## INSTRUCTION
Please pick out and copy every line below that contains the word "concrete". Case counts.
----- DATA FOR THE TASK -----
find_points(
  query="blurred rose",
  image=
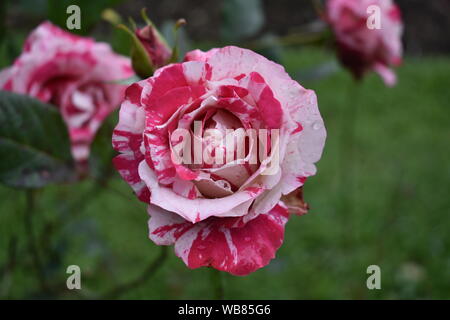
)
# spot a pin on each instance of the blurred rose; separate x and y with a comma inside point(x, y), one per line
point(74, 74)
point(156, 47)
point(225, 215)
point(361, 48)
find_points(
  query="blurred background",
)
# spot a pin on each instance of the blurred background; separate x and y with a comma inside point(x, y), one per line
point(381, 198)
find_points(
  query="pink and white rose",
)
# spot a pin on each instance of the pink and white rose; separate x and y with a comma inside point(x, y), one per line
point(361, 48)
point(73, 73)
point(228, 216)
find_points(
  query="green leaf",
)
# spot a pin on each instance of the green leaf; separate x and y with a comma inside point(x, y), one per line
point(102, 153)
point(91, 11)
point(241, 19)
point(140, 59)
point(34, 143)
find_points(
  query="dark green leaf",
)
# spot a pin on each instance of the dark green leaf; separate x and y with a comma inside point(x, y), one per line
point(34, 143)
point(102, 153)
point(90, 12)
point(241, 19)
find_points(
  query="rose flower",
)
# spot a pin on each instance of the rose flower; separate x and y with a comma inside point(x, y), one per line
point(75, 74)
point(223, 214)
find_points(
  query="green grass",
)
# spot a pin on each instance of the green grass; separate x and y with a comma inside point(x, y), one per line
point(396, 175)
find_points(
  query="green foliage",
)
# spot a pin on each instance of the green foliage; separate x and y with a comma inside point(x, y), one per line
point(100, 159)
point(90, 12)
point(399, 221)
point(34, 143)
point(241, 19)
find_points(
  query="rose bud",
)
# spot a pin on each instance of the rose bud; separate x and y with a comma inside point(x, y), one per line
point(362, 46)
point(155, 45)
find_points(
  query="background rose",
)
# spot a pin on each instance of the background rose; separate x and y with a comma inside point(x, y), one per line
point(229, 217)
point(73, 73)
point(361, 49)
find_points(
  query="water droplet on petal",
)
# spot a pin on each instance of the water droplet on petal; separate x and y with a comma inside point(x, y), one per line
point(317, 125)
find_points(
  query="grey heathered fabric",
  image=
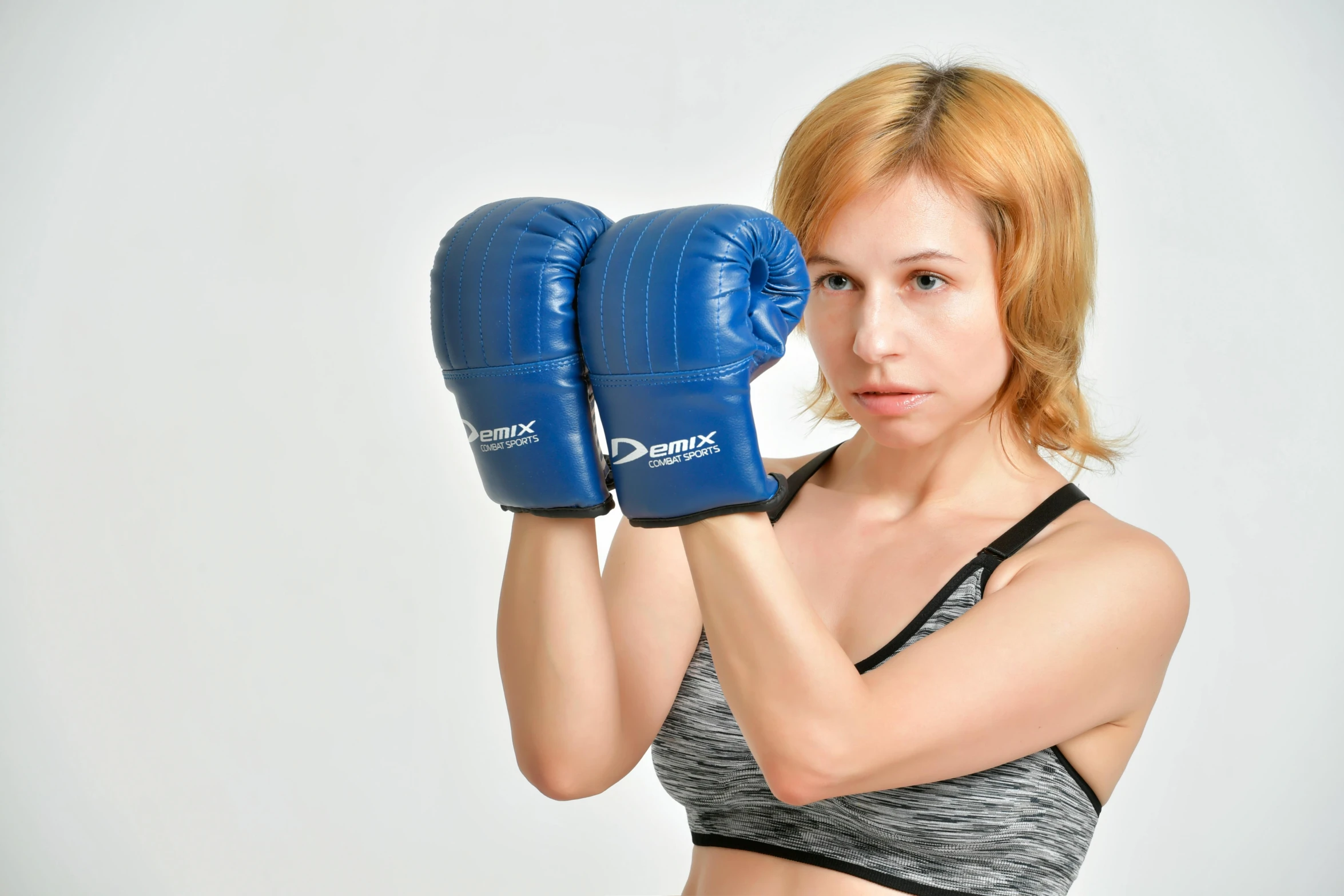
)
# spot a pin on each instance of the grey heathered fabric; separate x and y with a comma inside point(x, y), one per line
point(1016, 829)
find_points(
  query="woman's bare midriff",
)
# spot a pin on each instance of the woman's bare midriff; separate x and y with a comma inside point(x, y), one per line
point(737, 872)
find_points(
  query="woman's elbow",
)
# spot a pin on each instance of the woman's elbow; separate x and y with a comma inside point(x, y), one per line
point(561, 781)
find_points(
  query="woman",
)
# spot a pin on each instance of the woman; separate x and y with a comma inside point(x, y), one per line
point(890, 704)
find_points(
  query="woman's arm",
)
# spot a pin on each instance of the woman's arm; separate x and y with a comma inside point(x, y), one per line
point(1078, 637)
point(590, 663)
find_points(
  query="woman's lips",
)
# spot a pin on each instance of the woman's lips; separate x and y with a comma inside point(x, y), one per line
point(892, 403)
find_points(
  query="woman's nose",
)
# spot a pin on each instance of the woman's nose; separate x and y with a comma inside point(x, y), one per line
point(878, 332)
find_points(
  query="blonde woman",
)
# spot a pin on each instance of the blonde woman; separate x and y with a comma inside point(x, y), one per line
point(931, 672)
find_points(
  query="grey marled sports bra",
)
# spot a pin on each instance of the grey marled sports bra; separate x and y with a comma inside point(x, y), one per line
point(1011, 831)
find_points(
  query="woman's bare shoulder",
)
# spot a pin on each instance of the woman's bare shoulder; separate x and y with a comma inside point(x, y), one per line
point(1135, 568)
point(786, 465)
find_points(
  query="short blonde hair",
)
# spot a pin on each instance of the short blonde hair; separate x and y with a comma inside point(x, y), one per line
point(985, 133)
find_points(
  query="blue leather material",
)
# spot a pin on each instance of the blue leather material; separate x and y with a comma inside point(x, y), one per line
point(679, 310)
point(503, 314)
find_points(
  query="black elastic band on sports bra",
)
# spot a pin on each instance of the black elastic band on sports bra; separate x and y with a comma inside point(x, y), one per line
point(799, 477)
point(1030, 525)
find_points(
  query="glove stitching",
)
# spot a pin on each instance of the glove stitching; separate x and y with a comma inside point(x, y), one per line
point(462, 272)
point(648, 286)
point(508, 286)
point(511, 370)
point(689, 376)
point(546, 264)
point(625, 351)
point(480, 282)
point(443, 277)
point(677, 284)
point(601, 304)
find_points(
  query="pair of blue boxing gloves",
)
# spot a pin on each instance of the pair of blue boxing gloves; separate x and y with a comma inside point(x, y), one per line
point(543, 306)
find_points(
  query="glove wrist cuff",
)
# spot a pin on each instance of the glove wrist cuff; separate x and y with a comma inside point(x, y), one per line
point(769, 507)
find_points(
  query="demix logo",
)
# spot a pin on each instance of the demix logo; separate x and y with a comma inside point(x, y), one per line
point(665, 453)
point(502, 437)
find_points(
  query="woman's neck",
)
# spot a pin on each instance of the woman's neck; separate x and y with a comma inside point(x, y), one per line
point(976, 460)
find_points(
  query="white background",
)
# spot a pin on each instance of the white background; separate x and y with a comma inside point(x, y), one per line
point(248, 574)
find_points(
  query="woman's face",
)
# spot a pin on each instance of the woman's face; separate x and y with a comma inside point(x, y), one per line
point(904, 313)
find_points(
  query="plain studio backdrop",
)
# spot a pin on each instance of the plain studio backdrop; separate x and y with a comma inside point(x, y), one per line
point(248, 572)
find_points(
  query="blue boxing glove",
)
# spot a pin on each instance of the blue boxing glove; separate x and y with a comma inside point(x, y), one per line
point(679, 310)
point(502, 306)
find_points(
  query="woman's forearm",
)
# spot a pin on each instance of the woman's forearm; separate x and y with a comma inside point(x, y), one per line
point(557, 660)
point(792, 688)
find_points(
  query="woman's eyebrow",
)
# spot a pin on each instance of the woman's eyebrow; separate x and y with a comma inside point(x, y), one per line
point(925, 254)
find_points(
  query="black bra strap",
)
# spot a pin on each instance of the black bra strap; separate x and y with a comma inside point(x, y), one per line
point(1046, 512)
point(799, 477)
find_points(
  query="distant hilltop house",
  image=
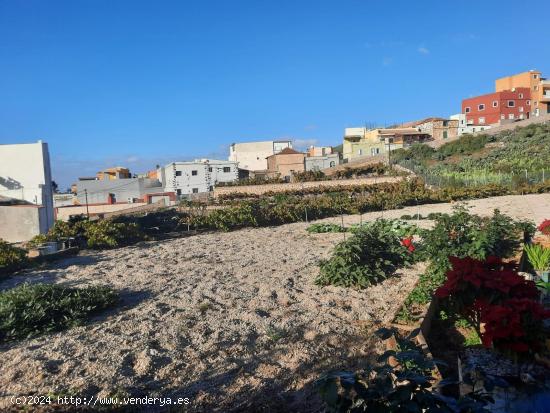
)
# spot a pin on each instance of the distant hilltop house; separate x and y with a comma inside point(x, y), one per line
point(286, 163)
point(515, 98)
point(321, 157)
point(252, 156)
point(26, 203)
point(360, 142)
point(197, 177)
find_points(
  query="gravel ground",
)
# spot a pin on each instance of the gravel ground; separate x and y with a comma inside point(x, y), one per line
point(231, 320)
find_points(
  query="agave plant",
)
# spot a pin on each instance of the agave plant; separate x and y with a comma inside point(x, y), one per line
point(538, 256)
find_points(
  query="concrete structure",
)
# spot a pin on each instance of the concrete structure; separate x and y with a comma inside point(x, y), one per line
point(538, 86)
point(25, 174)
point(19, 223)
point(497, 108)
point(285, 163)
point(114, 191)
point(463, 126)
point(63, 200)
point(252, 156)
point(317, 163)
point(118, 172)
point(361, 142)
point(319, 151)
point(437, 128)
point(199, 176)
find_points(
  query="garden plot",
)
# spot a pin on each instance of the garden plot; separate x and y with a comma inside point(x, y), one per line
point(227, 319)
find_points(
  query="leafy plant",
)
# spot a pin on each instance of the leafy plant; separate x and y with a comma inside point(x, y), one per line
point(11, 258)
point(493, 294)
point(405, 385)
point(29, 310)
point(538, 256)
point(324, 228)
point(368, 257)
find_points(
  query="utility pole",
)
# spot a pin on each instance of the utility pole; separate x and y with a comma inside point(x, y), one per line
point(87, 210)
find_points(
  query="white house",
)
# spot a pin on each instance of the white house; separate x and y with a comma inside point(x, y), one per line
point(252, 156)
point(199, 176)
point(25, 175)
point(465, 127)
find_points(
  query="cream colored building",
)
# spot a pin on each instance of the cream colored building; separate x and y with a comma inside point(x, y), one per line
point(360, 142)
point(252, 156)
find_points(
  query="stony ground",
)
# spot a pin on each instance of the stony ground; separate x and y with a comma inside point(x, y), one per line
point(231, 320)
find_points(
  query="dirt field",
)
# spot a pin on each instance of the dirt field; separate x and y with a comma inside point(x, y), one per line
point(231, 320)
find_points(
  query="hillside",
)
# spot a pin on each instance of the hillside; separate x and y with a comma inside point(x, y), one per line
point(509, 158)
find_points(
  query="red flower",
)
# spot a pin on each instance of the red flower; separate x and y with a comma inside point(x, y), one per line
point(544, 227)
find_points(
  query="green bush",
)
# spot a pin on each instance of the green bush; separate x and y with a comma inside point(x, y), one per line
point(324, 228)
point(11, 258)
point(33, 309)
point(461, 235)
point(368, 257)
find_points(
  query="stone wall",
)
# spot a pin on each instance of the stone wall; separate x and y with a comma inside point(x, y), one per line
point(262, 189)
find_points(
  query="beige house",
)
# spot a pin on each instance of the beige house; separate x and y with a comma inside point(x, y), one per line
point(286, 162)
point(361, 142)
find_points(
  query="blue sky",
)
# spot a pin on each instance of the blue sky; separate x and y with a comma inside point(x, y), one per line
point(137, 83)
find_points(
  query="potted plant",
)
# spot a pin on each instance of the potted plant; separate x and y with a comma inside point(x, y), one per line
point(539, 257)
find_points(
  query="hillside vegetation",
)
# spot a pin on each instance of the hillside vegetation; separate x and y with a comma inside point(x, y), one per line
point(513, 158)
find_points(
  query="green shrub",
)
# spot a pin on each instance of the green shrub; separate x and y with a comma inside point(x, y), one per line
point(108, 234)
point(368, 257)
point(324, 228)
point(11, 258)
point(461, 234)
point(33, 309)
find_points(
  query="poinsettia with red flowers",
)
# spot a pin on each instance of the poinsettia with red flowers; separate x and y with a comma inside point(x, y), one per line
point(407, 243)
point(544, 227)
point(492, 293)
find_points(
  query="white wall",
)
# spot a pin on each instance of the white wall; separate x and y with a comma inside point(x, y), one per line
point(178, 177)
point(25, 173)
point(252, 155)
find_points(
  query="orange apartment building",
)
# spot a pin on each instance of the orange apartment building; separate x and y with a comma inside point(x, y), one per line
point(539, 88)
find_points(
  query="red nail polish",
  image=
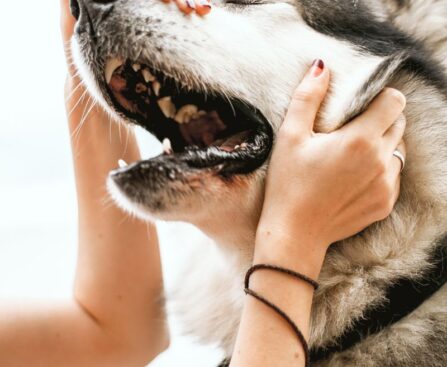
-----
## COMPLETE OUTPUT
  query="concrete structure",
# spot a pin on each instance of the concrete structure; separate x and y with a comma inside point(x, y), one per line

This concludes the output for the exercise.